## EXERCISE DETAILS
Can you repeat the lines of the records, from the line with "such as <point>471,742</point>" up to and including the line with "<point>86,762</point>", without changing them?

Coordinate annotation records
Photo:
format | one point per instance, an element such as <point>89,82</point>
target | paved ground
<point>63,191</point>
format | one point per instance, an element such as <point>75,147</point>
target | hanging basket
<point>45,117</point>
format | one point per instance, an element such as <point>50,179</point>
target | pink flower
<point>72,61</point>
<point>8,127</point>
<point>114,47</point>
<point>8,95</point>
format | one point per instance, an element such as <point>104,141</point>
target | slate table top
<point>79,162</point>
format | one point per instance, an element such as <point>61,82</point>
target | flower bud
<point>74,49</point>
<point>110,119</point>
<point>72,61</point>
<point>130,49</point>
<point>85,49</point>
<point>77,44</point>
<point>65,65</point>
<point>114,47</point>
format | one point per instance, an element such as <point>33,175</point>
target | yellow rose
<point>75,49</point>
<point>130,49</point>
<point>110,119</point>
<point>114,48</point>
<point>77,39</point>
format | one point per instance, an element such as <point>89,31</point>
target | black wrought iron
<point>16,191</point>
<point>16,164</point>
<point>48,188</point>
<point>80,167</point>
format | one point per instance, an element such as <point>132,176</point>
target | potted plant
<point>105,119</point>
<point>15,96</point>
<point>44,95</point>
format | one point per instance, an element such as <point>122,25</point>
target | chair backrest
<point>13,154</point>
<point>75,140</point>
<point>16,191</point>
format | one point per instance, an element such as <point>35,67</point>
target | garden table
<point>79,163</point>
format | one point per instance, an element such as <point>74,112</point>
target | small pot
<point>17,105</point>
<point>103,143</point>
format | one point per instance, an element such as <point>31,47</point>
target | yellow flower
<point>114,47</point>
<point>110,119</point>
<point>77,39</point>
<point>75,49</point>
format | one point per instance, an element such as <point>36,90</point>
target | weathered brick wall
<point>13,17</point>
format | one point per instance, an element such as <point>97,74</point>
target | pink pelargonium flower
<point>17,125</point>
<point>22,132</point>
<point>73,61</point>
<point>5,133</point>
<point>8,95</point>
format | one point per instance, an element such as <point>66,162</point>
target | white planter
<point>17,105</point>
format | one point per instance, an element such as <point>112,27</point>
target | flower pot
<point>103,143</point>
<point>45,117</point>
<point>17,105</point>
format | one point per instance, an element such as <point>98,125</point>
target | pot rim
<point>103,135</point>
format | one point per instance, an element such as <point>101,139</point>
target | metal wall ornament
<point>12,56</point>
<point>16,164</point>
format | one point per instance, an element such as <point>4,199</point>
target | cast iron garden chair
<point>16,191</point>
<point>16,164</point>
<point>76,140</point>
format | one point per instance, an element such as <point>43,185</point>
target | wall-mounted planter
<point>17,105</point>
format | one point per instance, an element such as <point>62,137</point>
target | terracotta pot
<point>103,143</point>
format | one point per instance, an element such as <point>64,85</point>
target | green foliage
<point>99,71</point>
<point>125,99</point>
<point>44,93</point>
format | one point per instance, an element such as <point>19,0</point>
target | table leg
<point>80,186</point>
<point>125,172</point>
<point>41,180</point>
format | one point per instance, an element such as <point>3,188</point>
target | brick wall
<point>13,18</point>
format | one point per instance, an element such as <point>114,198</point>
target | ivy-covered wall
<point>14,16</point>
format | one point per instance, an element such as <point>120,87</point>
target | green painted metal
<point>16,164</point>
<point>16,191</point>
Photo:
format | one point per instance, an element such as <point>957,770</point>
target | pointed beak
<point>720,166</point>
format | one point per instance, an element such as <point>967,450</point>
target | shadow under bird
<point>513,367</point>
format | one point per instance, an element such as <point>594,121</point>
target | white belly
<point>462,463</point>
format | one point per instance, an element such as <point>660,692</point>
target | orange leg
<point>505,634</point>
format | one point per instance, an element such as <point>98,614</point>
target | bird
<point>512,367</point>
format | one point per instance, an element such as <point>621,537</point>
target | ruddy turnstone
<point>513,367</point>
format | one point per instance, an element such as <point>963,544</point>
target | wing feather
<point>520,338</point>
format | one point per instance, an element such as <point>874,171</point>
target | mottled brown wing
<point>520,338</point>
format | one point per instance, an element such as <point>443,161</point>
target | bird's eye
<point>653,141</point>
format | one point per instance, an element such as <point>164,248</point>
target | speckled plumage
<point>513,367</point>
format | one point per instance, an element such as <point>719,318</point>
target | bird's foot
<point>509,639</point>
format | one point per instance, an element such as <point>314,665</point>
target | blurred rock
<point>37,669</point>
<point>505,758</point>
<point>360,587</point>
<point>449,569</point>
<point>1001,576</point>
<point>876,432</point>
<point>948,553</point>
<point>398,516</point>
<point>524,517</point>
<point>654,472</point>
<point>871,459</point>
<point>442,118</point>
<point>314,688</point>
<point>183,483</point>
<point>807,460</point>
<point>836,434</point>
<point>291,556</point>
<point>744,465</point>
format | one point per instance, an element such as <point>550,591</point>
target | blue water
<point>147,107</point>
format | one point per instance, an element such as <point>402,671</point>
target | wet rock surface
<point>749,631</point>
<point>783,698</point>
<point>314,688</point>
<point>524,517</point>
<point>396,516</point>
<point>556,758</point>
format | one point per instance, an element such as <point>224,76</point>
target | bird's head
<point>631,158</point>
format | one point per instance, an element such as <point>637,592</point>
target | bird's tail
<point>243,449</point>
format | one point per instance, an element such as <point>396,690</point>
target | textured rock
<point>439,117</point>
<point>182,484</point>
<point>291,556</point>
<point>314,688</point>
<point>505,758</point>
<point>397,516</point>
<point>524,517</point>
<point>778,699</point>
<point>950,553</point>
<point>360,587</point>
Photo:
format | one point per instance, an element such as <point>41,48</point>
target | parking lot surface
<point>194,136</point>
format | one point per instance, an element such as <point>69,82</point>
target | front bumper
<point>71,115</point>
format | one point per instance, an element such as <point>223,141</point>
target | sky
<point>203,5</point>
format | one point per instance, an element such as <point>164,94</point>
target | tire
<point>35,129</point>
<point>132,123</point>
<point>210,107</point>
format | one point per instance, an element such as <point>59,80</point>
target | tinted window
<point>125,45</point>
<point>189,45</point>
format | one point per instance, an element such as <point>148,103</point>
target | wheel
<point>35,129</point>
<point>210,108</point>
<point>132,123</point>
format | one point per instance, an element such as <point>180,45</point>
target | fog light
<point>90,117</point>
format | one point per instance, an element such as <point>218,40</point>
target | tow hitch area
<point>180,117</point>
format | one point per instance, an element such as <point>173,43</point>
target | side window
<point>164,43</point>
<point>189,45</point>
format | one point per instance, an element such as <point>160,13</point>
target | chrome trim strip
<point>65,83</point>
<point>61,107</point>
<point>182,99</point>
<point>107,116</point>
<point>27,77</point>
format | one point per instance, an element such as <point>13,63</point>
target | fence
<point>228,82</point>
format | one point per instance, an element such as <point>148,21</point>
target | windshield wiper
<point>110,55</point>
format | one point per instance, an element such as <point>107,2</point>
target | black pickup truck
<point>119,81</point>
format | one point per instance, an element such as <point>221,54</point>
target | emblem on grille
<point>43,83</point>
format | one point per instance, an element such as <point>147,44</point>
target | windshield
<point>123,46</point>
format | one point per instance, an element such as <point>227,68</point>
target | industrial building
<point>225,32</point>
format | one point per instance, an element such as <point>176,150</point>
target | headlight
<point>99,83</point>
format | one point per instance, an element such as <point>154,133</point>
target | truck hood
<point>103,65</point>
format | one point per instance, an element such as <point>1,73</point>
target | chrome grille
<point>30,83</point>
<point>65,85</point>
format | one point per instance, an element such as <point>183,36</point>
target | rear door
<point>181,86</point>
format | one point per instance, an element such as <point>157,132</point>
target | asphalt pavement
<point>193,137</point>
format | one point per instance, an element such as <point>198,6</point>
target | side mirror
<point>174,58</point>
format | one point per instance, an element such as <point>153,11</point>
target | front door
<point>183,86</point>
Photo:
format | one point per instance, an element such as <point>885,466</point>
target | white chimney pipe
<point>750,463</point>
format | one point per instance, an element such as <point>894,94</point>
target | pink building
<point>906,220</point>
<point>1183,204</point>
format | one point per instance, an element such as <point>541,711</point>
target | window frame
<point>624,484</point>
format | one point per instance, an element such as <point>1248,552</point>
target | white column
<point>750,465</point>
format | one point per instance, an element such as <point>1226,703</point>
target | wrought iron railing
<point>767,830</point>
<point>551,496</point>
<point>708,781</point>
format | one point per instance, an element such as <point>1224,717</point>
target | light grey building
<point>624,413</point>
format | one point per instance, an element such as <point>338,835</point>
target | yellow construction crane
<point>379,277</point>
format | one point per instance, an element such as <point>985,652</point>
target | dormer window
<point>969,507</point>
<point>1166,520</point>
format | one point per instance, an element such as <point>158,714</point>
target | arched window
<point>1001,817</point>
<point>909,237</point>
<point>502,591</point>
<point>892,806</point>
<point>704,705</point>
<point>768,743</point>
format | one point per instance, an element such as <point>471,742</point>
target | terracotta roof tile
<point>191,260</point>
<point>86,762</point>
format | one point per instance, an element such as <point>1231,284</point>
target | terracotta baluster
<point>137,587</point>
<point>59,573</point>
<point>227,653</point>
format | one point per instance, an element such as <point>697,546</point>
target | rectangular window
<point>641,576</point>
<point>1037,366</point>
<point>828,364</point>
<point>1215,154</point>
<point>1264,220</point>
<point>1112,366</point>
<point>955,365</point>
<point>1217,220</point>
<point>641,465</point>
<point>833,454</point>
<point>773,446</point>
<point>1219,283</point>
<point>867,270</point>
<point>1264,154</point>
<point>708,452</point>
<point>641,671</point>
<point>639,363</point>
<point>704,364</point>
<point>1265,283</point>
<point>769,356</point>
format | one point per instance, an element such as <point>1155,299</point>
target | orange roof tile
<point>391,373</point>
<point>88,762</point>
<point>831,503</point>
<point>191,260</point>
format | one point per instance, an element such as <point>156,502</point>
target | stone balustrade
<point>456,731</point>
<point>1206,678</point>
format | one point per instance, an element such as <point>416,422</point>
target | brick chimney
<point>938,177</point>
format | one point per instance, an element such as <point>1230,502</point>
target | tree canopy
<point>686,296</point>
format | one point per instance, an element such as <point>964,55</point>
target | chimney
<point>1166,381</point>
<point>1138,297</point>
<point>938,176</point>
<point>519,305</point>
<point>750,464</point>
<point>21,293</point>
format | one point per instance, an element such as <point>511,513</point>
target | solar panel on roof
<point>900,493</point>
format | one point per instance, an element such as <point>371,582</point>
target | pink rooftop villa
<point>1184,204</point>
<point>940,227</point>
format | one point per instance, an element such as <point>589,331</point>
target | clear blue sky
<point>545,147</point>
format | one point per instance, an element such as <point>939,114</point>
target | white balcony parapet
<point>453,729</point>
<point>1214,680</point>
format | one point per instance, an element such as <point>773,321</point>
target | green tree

## ANSWER FOR THIS EXERCISE
format | one point per instance, an element such as <point>471,742</point>
target | terracotta roof tile
<point>191,260</point>
<point>86,762</point>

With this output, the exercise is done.